→ 課題一覧
1: 次の(a)〜(c)が呼吸器外科医の教授についての文章と合っているかどうか、「はい」か「いいえ」で答えてください。答えごとに、決め手になる文章中の言葉をそのまま引用してください。
(a) 教授は、肺がんの内視鏡手術の開発者として世界的に知られている。
(b) 教授は、小説を「絵空事」だと笑った。
(c) 教授によると、西條や真木のような改革者は医師の半分ほどいる。
2: 呼吸器外科医の教授についての文章の続きを書いてください。
[対象の文章]
難病の少年の治療法めぐって対立する西條(右)と真木/画・日置由美子

 教授は「ハイブリッドVATS(Video-Assisted Thoracic Surgery)」と呼ばれる、患者に優しい(低侵襲)肺がん内視鏡手術の開発者として、世界的に知られる呼吸器外科医である。

 私はテレビや雑誌に登場するこのスーパードクターから「小説の絵空事ですね」と鼻で笑われるのだろう、と思っていたのだ。ところが、その教授から「手段は違うけど、小説の二人の医師と私たちは目指すところが一緒だと思う。感動しましたよ」という言葉を聞いて、本当にびっくりした。

 そして教授は、「医師の五%程度に過ぎないが、西條や真木のような改革者は確かにいて、そのもがきと苦闘の先に医療の未来がある」という。
[/対象の文章]
[提供データ]
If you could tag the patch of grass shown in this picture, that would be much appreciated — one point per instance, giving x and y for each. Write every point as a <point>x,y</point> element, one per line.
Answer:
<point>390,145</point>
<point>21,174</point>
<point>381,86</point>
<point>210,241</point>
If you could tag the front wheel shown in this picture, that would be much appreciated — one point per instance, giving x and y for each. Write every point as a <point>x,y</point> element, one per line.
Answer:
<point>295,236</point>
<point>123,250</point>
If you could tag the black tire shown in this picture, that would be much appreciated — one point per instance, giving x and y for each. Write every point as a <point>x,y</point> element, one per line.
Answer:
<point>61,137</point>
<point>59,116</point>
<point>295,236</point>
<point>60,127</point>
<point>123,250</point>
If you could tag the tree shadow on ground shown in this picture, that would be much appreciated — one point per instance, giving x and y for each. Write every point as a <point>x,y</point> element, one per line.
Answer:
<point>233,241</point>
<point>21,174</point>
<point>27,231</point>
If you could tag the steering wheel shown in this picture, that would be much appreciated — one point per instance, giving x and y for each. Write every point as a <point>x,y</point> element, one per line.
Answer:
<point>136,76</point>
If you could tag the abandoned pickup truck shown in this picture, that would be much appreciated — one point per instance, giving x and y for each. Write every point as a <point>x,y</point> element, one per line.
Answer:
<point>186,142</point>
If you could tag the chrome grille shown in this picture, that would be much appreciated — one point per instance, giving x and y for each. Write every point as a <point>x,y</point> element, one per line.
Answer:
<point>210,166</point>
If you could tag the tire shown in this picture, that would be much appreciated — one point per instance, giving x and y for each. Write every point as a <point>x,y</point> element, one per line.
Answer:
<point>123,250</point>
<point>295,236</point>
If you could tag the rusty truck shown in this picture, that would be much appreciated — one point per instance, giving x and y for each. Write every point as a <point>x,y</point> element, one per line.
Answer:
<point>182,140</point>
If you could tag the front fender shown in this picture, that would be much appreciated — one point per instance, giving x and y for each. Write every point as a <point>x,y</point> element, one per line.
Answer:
[/提供データ]
→ 課題の解答
1:
(a) はい:「患者に優しい(低侵襲)肺がん内視鏡手術の開発者として、世界的に知られる呼吸器外科医である」
(b) いいえ:「小説の二人の医師と私たちは目指すところが一緒だと思う。感動しましたよ」
(c) いいえ:「医師の五%程度に過ぎないが」

2:
 赤ひげの時代から医学は進歩し、多くの場合、過去のデータから作られたエビデンスにもとづいて医師は診療を行っている。エビデンスとは医療用語で、多くの患者に実際に使って試し、「効果あり」と判断された科学的証拠のある薬や治療方法、検査方法などを指している。

 医師はそのエビデンスに忠実であれば安心で安全なことが多い。だが、エビデンスに忠実であるがゆえに、「治療は難しい」「助からない」と門前払いされる患者がいることも事実だ。